● Задание: Пожалуйста, соберите из записей ниже все строки со словом «white». Регистр букв учитывается.

● Исходные записи:
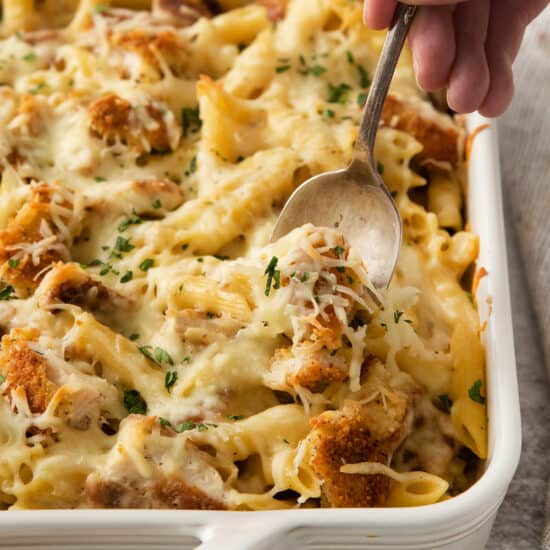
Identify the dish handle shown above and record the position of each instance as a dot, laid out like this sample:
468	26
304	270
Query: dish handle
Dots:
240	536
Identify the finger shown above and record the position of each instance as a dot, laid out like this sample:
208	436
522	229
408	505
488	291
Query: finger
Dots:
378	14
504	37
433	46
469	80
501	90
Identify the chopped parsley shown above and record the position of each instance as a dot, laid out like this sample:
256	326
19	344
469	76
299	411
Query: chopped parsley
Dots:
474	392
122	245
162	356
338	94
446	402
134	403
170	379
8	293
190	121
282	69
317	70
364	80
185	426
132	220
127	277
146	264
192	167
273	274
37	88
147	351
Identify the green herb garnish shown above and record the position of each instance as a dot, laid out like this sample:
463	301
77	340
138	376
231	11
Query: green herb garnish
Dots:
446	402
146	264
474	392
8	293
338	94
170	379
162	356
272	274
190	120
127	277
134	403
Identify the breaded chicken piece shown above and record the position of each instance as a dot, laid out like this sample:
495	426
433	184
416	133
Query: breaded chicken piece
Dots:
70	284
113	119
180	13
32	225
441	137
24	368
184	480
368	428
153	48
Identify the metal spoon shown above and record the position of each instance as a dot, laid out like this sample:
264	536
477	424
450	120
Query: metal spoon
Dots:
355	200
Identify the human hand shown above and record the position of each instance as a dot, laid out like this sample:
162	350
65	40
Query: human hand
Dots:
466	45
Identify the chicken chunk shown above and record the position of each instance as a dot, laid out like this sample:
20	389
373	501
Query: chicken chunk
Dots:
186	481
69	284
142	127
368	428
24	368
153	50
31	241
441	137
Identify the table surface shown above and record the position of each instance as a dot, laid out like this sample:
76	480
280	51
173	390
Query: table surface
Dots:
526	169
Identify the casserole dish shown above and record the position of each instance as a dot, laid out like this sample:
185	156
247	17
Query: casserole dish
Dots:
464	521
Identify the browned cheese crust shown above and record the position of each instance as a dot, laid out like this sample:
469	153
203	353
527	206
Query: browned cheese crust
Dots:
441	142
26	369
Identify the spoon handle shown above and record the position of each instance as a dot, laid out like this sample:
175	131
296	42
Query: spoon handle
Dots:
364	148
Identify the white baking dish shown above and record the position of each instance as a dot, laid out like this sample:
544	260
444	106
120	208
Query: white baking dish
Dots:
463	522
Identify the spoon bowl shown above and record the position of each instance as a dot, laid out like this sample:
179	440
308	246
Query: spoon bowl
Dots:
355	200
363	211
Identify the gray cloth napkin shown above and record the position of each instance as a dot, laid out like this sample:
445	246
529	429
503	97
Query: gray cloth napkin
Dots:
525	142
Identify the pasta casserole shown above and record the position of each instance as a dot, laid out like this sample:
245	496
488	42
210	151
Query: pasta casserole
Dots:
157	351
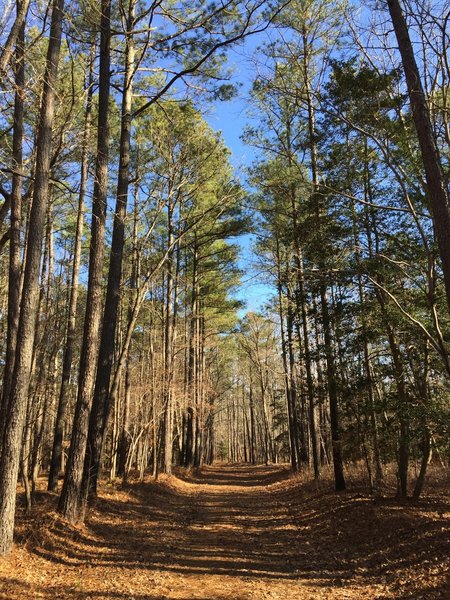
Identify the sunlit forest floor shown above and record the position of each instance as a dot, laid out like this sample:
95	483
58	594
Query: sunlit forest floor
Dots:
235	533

* * *

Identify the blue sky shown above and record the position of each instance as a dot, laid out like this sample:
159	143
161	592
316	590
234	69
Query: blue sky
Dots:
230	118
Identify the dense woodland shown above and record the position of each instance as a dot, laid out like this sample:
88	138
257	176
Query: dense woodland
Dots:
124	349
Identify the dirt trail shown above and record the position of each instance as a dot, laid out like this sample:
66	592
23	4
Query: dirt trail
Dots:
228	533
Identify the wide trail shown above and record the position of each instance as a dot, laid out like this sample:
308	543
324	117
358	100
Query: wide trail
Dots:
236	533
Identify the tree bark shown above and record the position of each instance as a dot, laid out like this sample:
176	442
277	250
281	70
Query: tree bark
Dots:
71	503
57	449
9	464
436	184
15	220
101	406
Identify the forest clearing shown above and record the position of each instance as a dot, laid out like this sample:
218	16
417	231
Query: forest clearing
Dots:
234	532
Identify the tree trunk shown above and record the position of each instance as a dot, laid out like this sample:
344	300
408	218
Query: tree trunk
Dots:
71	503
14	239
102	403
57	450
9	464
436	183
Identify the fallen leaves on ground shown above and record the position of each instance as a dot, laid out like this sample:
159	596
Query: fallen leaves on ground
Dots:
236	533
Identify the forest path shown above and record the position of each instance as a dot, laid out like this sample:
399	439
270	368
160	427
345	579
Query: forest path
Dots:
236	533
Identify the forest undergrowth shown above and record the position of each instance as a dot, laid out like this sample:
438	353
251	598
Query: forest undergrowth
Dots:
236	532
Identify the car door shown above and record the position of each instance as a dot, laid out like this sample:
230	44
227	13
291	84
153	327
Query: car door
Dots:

● Ответ на задание:
Identify the white baking dish shown above and record the position of each instance as a dot, laid out like this sample:
Query: white baking dish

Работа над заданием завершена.